→ **Your goal**:
Transcribe the material below word for word, keeping every line, number and bracket unchanged.

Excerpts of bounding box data
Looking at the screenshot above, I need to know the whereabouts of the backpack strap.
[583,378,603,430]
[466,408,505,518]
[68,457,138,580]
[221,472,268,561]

→ **Result**:
Looking at the screenshot above, I need to know the whereabouts of the backpack strap.
[583,378,603,430]
[466,408,505,518]
[68,457,138,580]
[221,472,268,561]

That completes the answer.